Positionnement de l’Association des Maires d’Ile-de-France sur le projet de loi Engagement dans la vie locale et proximité de l’action publique

 

Positionnement de l’Association des Maires d’Ile-de-France

Sur le projet de loi Engagement dans la vie locale et proximité de l’action publique

Alors que va débuter à l’Assemblée Nationale la première lecture du projet de loi Engagement et Proximité, et suite à un récent Conseil d’Administration qui a fait de ce point un des sujets majeurs à l’ordre du jour, l’Association des Maires d’Ile-de-France rappelle que les maires sont les piliers du dialogue démocratique et doivent pouvoir conserver leur capacité à agir au service de leurs administrés.

Les cahiers de doléances et le Grand Débat national ont mis l’accent sur le rôle fondamental que jouaient les maires, piliers de la démocratie représentative et participative. Toutefois, si le maire reste l’élu de proximité en lequel les administrés ont confiance, on observe une véritable crise de vocation liée à des conditions d’exercice de mandat de plus en plus difficiles.
========
Actions demandées
1. Recopiez l'extrait sur le projet de loi Engagement et Proximité en commençant à « Alors que va » et en terminant à « en plus difficiles. ».
2. Relevez dans l'extrait sur le projet de loi Engagement et Proximité toutes les expressions qui désignent les maires ou le maire.
3. Poursuivez l'extrait sur le projet de loi Engagement et Proximité à partir de sa dernière phrase.
Le matériel présenté ensuite provient d'une autre source que l'extrait.

Données disponibles
========
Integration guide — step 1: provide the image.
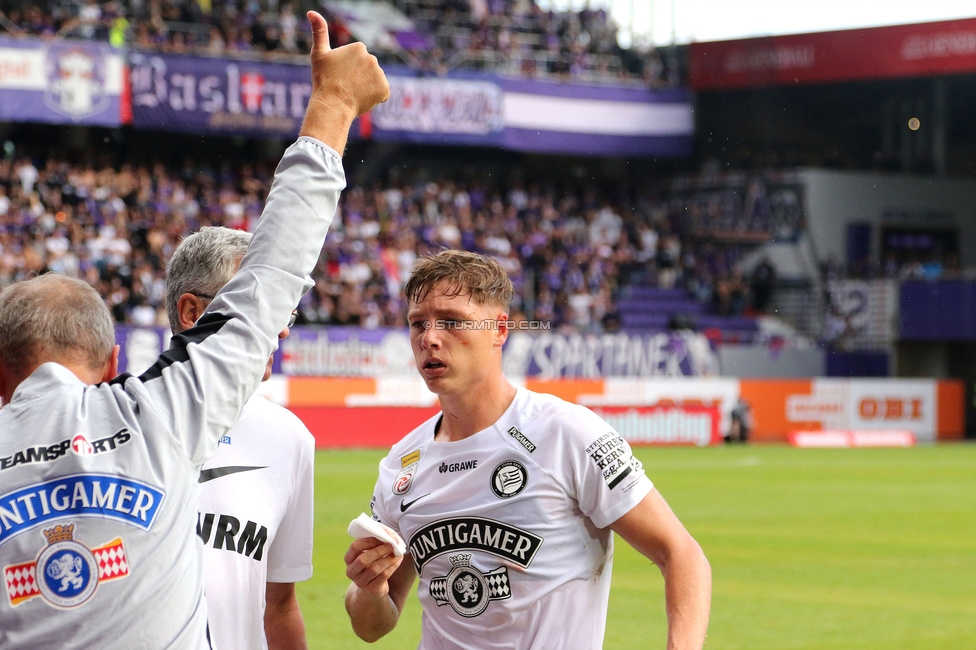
========
Réponses par tâche
1.
Alors que va débuter à l’Assemblée Nationale la première lecture du projet de loi Engagement et Proximité, et suite à un récent Conseil d’Administration qui a fait de ce point un des sujets majeurs à l’ordre du jour, l’Association des Maires d’Ile-de-France rappelle que les maires sont les piliers du dialogue démocratique et doivent pouvoir conserver leur capacité à agir au service de leurs administrés.

Les cahiers de doléances et le Grand Débat national ont mis l’accent sur le rôle fondamental que jouaient les maires, piliers de la démocratie représentative et participative. Toutefois, si le maire reste l’élu de proximité en lequel les administrés ont confiance, on observe une véritable crise de vocation liée à des conditions d’exercice de mandat de plus en plus difficiles.

2.
- piliers du dialogue démocratique
- piliers de la démocratie représentative et participative
- l'élu de proximité en lequel les administrés ont confiance

3.
En effet, les maires font face à un effet de ciseaux : d’une part, des citoyens de plus en plus exigeants concernant le service public rendu ; d’autre part, ils sont soumis à une baisse des ressources financières, et un empilement de normes successives qui créé de nouvelles responsabilités. Par ailleurs, les lois précédentes ont visé à renforcer les intercommunalités (transfert de compétences et élargissement successif des périmètres), induisant une perte de compétences pour les communes. L’ensemble de ces éléments a généré pour les maires un sentiment de dégradation forte de leur capacité à agir et à répondre aux demandes des citoyens, alors même qu’ils sont en première ligne pour faire face aux urgences du quotidien.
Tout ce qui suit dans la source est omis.